--- Stored data ---

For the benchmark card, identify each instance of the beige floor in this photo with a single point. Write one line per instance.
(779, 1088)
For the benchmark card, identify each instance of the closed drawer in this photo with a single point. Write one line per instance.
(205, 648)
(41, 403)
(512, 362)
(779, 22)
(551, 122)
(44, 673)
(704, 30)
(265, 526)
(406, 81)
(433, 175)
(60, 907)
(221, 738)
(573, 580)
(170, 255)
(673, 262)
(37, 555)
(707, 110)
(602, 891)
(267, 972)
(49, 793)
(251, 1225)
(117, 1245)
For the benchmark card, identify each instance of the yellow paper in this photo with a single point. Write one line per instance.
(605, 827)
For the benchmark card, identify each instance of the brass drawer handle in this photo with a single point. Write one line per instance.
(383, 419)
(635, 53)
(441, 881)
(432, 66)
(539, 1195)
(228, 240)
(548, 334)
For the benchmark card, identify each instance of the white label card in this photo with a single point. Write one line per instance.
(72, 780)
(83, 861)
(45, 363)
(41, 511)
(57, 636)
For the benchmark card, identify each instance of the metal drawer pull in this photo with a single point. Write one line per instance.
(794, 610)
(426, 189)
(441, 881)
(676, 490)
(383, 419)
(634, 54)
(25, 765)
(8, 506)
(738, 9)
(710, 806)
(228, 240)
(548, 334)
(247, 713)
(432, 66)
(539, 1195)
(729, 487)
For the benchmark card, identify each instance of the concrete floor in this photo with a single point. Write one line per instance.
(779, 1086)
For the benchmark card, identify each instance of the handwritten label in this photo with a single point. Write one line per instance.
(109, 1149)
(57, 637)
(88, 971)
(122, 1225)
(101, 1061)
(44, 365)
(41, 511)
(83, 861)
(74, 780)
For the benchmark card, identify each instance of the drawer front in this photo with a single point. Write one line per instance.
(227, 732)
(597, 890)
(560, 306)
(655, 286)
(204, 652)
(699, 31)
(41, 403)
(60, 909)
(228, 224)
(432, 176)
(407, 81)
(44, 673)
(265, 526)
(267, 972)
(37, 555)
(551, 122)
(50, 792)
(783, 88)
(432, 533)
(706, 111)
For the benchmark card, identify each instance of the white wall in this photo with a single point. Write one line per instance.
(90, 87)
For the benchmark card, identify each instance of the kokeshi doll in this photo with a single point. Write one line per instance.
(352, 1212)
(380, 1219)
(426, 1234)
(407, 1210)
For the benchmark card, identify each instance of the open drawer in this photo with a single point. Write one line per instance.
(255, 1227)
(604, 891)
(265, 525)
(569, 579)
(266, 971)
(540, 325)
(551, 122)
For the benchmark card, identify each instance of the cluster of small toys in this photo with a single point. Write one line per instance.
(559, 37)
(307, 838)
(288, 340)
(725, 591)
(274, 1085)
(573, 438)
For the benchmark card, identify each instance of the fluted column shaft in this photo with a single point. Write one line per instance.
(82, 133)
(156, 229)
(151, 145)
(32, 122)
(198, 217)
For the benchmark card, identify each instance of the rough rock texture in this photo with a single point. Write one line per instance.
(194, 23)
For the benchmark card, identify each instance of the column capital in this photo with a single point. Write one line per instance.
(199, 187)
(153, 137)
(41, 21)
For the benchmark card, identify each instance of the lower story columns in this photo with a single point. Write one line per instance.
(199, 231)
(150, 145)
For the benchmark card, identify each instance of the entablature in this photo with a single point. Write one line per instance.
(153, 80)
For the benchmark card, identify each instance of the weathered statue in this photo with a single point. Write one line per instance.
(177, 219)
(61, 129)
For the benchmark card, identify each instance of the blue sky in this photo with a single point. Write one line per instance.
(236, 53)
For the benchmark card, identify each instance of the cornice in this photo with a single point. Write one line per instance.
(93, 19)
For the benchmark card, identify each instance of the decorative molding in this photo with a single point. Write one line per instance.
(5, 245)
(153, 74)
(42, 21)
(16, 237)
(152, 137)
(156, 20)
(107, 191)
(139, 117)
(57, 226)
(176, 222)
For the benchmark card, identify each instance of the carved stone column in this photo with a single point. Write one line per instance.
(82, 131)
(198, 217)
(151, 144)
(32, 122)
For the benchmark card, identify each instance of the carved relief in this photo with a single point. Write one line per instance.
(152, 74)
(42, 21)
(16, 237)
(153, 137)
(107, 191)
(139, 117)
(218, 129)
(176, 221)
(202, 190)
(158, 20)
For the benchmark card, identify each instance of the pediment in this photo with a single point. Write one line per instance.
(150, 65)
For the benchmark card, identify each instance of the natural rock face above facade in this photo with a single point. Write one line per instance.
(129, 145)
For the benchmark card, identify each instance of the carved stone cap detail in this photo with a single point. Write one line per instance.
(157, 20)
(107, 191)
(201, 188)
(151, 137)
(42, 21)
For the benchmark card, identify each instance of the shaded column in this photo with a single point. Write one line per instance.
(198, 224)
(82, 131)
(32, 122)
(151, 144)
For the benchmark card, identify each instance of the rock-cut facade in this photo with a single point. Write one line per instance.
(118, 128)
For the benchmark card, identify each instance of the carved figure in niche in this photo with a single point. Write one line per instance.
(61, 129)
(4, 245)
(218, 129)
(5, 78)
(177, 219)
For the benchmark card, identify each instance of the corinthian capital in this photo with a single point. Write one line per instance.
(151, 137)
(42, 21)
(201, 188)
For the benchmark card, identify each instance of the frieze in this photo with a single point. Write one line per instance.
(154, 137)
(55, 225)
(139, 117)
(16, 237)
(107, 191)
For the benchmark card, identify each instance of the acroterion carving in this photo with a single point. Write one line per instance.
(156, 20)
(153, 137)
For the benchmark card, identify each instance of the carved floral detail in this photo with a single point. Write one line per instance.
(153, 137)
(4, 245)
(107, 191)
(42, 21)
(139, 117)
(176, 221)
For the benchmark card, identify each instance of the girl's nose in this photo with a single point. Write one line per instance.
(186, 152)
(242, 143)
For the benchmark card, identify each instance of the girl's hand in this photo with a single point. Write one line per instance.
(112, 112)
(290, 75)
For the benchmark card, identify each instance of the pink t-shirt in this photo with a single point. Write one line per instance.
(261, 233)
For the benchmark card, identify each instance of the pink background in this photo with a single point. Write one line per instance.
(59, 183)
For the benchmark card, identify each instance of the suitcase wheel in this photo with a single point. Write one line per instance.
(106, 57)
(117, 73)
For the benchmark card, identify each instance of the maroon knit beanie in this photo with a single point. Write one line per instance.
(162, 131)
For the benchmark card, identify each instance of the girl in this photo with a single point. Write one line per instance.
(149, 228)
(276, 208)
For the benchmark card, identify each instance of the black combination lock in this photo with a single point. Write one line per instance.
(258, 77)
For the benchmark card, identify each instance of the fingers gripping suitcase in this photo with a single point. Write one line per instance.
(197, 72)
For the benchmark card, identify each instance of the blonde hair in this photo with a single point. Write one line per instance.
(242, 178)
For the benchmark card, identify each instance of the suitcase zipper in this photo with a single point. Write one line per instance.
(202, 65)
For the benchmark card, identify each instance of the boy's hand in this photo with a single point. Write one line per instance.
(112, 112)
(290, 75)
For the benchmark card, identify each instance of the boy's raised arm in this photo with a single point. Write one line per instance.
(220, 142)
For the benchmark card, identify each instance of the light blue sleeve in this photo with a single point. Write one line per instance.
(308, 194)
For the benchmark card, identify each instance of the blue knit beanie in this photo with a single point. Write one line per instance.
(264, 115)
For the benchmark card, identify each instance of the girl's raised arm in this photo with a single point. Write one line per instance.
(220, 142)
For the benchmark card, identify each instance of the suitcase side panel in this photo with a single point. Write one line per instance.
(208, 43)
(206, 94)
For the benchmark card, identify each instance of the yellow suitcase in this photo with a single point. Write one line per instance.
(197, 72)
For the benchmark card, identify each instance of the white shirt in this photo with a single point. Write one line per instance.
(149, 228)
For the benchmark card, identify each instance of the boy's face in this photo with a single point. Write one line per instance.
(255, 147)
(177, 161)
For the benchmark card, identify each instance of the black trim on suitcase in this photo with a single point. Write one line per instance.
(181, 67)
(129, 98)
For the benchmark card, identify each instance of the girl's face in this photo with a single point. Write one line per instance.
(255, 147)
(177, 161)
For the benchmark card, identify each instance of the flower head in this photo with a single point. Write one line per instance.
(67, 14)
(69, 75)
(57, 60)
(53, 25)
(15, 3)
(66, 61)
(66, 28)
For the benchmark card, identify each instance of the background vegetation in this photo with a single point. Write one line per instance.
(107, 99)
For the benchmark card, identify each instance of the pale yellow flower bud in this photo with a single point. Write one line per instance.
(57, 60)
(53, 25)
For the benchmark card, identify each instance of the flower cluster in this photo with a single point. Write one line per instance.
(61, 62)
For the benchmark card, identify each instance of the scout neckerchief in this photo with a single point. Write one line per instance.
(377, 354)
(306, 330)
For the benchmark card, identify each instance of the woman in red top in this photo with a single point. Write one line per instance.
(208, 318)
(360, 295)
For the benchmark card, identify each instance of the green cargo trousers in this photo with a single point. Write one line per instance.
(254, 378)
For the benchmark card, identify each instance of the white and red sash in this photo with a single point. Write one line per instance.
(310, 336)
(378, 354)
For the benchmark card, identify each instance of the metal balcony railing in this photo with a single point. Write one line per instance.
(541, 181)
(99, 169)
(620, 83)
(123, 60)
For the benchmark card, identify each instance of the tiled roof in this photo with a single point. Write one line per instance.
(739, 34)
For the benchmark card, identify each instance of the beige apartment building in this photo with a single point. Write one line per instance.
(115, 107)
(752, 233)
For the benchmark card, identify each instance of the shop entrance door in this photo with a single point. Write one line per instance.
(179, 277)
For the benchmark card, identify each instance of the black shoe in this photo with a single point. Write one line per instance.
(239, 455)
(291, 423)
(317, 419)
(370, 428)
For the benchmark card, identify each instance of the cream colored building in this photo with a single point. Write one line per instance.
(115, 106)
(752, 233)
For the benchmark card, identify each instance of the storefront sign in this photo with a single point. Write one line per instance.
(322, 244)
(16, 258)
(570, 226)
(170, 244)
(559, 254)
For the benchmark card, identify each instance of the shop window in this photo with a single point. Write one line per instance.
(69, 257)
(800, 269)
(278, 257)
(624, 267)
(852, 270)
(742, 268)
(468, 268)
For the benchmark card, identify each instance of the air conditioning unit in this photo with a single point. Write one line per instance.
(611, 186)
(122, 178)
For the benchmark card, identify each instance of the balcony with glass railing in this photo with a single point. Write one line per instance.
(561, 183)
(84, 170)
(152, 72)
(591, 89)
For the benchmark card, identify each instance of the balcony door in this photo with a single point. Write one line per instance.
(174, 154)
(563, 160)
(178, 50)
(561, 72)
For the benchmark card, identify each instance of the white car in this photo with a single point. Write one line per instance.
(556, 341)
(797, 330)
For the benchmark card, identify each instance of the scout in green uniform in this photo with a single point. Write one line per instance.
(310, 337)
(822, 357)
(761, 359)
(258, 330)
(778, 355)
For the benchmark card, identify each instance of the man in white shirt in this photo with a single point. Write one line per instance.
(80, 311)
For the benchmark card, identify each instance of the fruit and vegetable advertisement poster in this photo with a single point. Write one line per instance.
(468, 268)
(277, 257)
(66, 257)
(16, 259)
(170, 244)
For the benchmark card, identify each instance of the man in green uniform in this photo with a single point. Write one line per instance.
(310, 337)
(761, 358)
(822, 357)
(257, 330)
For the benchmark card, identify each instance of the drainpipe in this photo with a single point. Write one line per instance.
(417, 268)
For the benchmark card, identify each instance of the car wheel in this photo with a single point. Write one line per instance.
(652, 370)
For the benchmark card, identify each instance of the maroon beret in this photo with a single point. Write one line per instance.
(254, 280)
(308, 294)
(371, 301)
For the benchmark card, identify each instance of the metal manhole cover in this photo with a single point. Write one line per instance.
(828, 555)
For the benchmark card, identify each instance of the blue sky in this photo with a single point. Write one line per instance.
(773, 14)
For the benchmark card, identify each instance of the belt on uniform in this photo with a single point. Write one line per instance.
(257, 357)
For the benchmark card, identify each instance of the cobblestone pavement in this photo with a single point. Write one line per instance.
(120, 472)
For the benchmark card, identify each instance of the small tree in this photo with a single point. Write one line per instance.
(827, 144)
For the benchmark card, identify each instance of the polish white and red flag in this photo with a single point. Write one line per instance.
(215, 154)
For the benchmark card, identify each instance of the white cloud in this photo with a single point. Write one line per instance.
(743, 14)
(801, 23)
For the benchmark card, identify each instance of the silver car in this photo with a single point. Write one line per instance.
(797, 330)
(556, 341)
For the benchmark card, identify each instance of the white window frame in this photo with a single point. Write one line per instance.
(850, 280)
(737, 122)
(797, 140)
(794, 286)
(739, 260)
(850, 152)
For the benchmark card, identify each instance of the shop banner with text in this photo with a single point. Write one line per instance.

--- Problem requirements ---
Copy the records from their first line up to and including the line with "(117, 1245)", keeping the requests in place. Multiply every point coordinate in the answers by 0.4 and round each result to a whole number, rounding halves up.

--- Final result ---
For the benchmark card, identify each instance of the beige floor in this photo with a single point. Write one line per instance.
(312, 435)
For the benchmark card, identify each instance of the closed drawer in this photo with a single point. Write one line per instance.
(82, 259)
(16, 161)
(205, 145)
(312, 9)
(220, 49)
(18, 269)
(282, 12)
(106, 210)
(162, 32)
(173, 70)
(24, 363)
(88, 295)
(229, 232)
(68, 102)
(269, 105)
(15, 222)
(283, 44)
(241, 356)
(107, 389)
(20, 317)
(100, 490)
(47, 498)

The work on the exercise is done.